[Image-grounded pointing data]
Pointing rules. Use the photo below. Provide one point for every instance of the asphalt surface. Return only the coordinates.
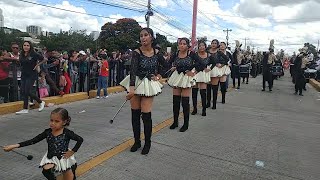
(255, 135)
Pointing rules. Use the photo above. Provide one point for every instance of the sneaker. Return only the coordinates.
(23, 111)
(41, 106)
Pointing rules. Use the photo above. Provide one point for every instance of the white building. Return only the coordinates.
(1, 19)
(34, 30)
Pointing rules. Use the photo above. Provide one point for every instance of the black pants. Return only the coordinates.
(82, 79)
(234, 81)
(52, 84)
(26, 87)
(267, 76)
(4, 89)
(300, 81)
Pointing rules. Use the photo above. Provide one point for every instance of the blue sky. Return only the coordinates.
(253, 22)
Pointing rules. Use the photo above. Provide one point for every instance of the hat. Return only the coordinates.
(303, 50)
(238, 45)
(271, 47)
(82, 52)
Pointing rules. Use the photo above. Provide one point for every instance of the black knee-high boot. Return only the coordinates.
(215, 95)
(147, 123)
(223, 91)
(209, 87)
(203, 101)
(48, 173)
(176, 111)
(195, 100)
(73, 169)
(186, 113)
(136, 127)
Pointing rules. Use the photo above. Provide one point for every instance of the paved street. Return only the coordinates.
(255, 135)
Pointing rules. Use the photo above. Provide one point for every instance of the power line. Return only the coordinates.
(62, 9)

__WORK ITEM__: Once the pictures are set aside, output all of the data above verbatim.

__WRITTEN RESPONSE__:
Pointing rules. Use the photo below. Provide one point for every instance of the asphalt surface. Return only the coordinates.
(255, 135)
Pointing rules. Use the photo above. Provide one point for every instance of the sneaker. Return only the coordinates.
(23, 111)
(41, 106)
Pointing rules. Use the photo above. Provide one point for every instance of the white building. Return only the coordinates.
(1, 19)
(34, 30)
Pointing rules. Use the photo above. Provide one point for every instance of the black pants. Return only the coordinates.
(82, 79)
(234, 81)
(52, 84)
(26, 87)
(267, 76)
(4, 89)
(300, 81)
Pointing rules. Use the photo above. Provide one point for every instance of the blue sky. Return only the coordinates.
(253, 22)
Pointing rules. Use the photo above. Provide one point for every instance of the hat. Return only the coordinates.
(303, 50)
(238, 45)
(271, 47)
(82, 52)
Pointing rules. Use the photo above. Provide one point for every instance of the black knee-high boot. Return only the coordinates.
(215, 95)
(147, 123)
(223, 91)
(209, 87)
(203, 101)
(48, 173)
(176, 111)
(195, 100)
(73, 169)
(186, 113)
(136, 127)
Pointing rules. Use the photo above. Provide one point for every instance of the paved street. Return only the coordinates.
(255, 135)
Pointing rules. Use the photo above. Provide one point for every instance of the power line. Return only the coordinates.
(62, 9)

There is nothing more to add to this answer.